DATASET EXTRACT START
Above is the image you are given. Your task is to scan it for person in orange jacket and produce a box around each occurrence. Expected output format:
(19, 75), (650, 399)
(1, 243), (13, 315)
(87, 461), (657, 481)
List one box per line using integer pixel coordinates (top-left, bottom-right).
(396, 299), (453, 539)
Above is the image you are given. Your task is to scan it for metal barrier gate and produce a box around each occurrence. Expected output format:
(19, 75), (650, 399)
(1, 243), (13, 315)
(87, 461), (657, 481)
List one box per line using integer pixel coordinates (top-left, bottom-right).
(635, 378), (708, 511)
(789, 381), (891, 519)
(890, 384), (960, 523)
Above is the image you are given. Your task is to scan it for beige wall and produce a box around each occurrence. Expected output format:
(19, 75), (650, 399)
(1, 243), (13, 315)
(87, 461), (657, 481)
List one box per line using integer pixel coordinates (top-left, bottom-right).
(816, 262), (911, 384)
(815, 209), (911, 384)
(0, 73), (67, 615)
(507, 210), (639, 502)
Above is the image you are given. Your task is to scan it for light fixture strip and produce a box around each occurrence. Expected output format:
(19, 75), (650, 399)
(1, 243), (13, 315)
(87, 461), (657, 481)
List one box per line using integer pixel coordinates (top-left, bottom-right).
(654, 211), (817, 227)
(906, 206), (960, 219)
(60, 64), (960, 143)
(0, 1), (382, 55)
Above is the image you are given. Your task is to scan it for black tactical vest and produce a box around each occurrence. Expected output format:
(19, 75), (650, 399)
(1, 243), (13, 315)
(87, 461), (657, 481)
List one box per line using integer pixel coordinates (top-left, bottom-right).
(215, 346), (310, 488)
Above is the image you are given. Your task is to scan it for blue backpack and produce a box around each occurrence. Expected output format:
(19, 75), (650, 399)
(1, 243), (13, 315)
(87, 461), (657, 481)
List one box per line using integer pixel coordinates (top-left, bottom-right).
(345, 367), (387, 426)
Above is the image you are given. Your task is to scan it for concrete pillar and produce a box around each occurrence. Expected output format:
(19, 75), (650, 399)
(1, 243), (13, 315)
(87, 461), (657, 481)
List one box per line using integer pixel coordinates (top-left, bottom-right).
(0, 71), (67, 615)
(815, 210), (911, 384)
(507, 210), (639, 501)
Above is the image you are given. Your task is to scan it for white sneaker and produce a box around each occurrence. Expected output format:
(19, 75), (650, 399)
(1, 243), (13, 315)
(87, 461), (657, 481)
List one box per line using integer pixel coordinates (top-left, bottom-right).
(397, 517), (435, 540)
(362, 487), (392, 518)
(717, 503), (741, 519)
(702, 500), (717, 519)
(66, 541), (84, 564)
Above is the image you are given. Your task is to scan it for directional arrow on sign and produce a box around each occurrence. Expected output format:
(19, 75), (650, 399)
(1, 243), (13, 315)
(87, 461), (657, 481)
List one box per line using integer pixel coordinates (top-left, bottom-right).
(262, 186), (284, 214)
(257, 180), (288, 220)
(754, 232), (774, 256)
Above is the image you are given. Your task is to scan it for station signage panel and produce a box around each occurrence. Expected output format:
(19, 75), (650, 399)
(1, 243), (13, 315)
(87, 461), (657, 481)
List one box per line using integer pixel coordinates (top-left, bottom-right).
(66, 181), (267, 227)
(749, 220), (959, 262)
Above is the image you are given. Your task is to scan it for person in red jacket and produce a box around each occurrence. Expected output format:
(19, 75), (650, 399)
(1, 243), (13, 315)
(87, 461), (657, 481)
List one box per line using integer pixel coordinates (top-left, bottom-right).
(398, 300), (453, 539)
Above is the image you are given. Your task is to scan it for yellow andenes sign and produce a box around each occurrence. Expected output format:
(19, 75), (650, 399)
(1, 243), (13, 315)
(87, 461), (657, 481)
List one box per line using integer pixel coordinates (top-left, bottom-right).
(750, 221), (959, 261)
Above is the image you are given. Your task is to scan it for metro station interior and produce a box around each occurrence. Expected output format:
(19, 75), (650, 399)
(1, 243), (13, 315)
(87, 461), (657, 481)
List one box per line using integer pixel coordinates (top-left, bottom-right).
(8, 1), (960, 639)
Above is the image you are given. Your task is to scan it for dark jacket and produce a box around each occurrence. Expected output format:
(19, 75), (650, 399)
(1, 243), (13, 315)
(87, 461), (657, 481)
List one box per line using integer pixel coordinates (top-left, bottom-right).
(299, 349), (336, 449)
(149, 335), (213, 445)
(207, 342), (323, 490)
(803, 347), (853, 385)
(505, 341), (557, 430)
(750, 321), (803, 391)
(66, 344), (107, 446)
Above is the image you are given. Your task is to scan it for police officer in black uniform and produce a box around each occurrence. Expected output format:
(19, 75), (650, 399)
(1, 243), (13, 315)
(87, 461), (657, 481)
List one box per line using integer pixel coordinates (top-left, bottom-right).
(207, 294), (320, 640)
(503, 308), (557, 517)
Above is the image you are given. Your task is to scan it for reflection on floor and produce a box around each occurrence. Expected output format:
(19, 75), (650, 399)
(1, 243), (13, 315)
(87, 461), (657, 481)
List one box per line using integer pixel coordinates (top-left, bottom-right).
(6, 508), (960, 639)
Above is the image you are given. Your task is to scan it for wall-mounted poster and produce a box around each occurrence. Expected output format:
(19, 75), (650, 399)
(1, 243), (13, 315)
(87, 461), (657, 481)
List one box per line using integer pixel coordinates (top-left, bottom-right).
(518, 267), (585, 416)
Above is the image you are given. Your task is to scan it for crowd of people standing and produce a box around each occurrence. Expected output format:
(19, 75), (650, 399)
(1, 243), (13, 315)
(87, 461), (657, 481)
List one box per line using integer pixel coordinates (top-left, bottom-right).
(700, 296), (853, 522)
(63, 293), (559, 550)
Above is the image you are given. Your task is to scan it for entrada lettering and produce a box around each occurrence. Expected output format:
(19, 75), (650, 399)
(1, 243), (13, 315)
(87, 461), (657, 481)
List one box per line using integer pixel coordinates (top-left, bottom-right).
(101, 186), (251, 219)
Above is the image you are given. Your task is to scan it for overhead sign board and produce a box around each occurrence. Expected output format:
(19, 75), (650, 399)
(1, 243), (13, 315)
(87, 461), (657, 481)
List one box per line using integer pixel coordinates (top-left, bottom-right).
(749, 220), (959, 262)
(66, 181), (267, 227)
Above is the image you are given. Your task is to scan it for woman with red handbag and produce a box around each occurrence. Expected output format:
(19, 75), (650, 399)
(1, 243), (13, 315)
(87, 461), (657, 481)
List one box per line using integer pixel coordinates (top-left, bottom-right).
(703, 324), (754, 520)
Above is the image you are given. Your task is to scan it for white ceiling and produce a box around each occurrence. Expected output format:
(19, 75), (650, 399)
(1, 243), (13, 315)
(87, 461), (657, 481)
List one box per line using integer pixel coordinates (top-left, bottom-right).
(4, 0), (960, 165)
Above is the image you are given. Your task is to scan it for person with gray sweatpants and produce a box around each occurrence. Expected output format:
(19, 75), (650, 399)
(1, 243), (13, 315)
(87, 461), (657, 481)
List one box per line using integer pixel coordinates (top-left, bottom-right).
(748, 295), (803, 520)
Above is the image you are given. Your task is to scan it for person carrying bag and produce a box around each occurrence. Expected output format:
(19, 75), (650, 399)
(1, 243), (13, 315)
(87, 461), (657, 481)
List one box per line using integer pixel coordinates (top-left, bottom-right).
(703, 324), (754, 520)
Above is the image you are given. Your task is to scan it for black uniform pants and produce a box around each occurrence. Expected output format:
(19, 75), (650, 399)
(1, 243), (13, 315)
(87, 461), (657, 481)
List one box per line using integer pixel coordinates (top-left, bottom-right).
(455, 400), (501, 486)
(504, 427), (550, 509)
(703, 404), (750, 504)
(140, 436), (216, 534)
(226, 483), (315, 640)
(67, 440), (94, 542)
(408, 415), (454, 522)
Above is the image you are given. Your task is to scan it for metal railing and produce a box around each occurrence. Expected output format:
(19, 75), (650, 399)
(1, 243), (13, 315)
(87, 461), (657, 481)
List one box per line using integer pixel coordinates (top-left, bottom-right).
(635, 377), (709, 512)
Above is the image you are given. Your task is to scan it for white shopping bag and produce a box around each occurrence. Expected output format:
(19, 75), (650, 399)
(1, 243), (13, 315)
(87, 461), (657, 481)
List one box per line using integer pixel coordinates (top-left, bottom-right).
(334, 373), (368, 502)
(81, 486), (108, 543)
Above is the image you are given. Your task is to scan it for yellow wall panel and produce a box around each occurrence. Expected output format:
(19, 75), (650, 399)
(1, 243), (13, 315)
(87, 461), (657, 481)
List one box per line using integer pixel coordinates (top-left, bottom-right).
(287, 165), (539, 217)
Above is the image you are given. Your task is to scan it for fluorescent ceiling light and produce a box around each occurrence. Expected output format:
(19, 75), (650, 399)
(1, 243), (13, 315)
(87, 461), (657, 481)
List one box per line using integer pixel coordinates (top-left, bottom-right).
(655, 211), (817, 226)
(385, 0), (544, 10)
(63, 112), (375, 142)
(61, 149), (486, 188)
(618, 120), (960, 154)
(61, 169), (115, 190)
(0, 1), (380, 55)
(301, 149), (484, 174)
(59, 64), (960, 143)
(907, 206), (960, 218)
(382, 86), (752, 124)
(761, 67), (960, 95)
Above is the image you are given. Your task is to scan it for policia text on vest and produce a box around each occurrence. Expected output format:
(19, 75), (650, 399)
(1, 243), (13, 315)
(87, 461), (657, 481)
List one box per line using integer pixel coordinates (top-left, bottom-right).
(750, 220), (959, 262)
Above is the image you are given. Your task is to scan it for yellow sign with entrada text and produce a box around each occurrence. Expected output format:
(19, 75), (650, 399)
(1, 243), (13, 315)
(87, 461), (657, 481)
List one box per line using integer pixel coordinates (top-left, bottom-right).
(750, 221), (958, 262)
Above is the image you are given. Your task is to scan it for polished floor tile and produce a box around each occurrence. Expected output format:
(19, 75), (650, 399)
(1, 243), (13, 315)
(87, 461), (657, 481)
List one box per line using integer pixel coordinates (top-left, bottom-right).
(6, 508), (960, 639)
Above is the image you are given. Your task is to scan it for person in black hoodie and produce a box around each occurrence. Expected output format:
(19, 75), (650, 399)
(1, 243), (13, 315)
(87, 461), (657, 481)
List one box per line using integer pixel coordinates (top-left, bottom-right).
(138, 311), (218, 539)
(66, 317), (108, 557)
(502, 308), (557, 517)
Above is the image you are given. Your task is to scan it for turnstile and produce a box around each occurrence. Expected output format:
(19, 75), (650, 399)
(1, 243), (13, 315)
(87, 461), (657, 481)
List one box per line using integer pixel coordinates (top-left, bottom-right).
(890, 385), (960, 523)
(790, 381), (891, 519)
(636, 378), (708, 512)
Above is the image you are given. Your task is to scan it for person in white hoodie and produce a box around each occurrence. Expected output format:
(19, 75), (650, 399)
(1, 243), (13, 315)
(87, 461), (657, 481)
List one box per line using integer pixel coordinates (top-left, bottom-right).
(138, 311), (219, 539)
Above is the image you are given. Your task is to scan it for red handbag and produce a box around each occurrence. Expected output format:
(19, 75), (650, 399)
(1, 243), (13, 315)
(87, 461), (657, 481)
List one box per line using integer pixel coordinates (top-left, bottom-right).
DATASET EXTRACT END
> _WORK TO BE COMPLETED_
If a line of the entries above holds the word "jacket", count it; report only how many such lines there are.

> _WRITTEN SOLUTION_
3